__Instruction__:
Count how many lines in the listing below contain the word "patch", and give only that number.

[Begin]

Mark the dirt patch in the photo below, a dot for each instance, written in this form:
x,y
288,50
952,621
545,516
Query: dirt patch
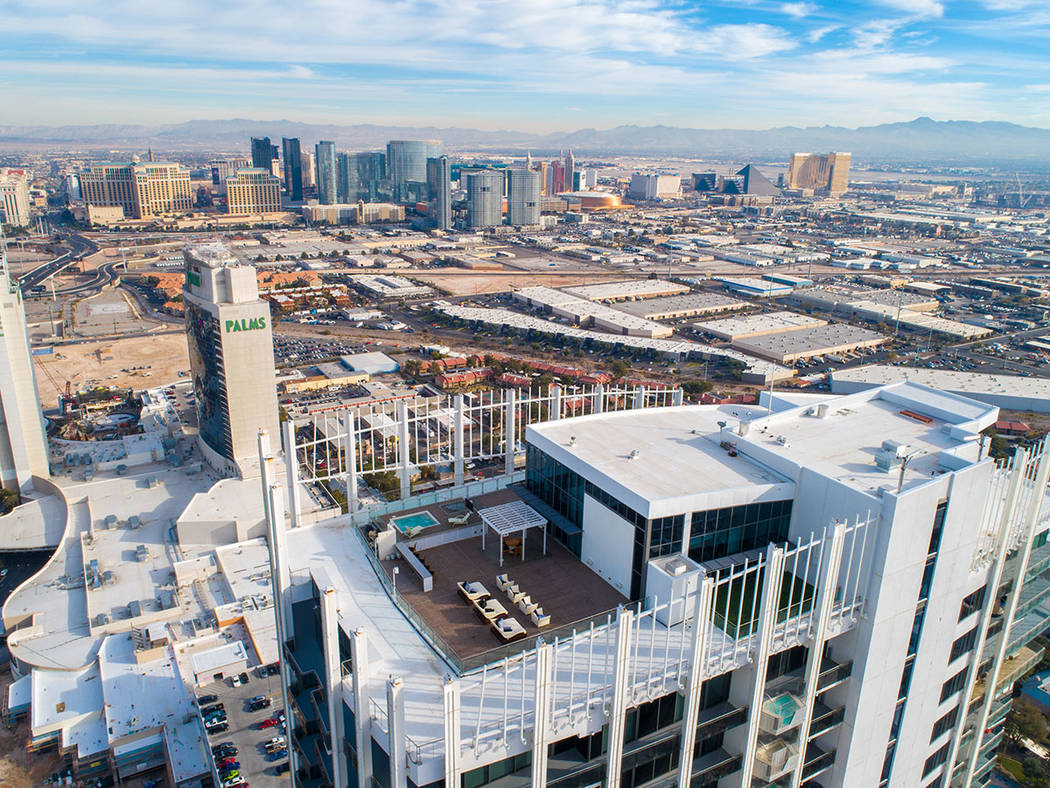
x,y
109,363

[End]

__Correct response__:
2